##### Supplied text #####
Impact of hepatic rearterialization on reperfusion injury and outcome after mouse liver transplantation.
Steger U., Sawitzki B., Gassel A-M., Gassel H-J., Wood KJ.
BACKGROUND: Nonarterialized mouse liver transplantation is a well-established model for immunologic studies on rejection and tolerance mechanisms. However, the importance of graft arterialization has-in contrast to rat liver transplantation-not been thoroughly examined in the mouse model. The aim of the current study was to investigate the impact of arterial reconstruction on long-term graft survival, histologic alterations, ischemic liver damage, and early immunologic activation pathways. METHODS AND RESULTS: All recipients of arterialized (n=6) and nonarterialized (n=8) syngeneic liver grafts survived indefinitely. There were no differences in their histologic architecture, including no evidence of bile duct proliferation, periductal fibrosis, or alterations in serum transaminases, in long-term survivors from either group. Twenty-four hours after syngeneic liver transplantation, aspartate aminotransferase and alanine aminotransferase levels were increased to an equivalent extent in both groups, in agreement with early reperfusion injury and solitary traumatic injuries as assessed histologically (n=3 per group). Visualized by immunohistochemistry, intercellular adhesion molecule-1 expression was increased on sinusoidal and hepatic vein endothelium at both 1 and 100 days after transplantation, in both arterialized and nonarterialized grafts. Messenger RNA for interleukin-1, interferon-gamma, and tumor necrosis factor-alpha were measured by real-time polymerase chain reaction 24 hr after transplantation. No significant changes in the expression of cytokine mRNA levels were observed. CONCLUSIONS: Arterialization of mouse liver grafts does not appear to have a major impact on survival rate or the degree of immunologic activation. Therefore, the value of arterial reconstruction in mouse liver transplantation for experimental investigations is negligible.
#####
Requirement => Rewrite the abstract starting at "Impact of hepatic" and ending at "H-J., Wood KJ.", changing "reperfusion injury" to "ischemia-reperfusion injury" throughout that span.
##### Information shown #####
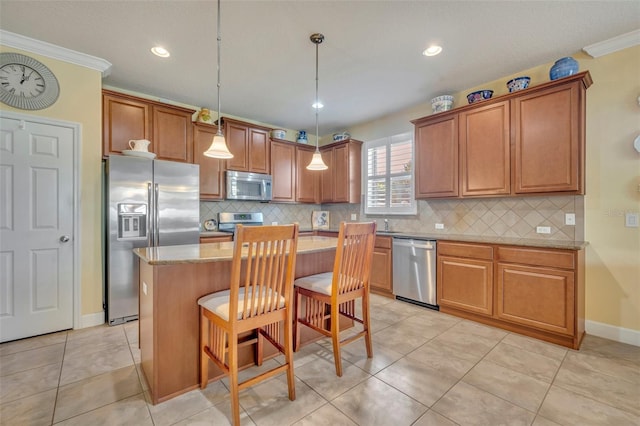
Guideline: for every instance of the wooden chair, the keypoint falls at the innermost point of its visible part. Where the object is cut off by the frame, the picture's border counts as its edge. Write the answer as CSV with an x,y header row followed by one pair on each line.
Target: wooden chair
x,y
258,300
329,295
#####
Task answer =>
Impact of hepatic rearterialization on ischemia-reperfusion injury and outcome after mouse liver transplantation.
Steger U., Sawitzki B., Gassel A-M., Gassel H-J., Wood KJ.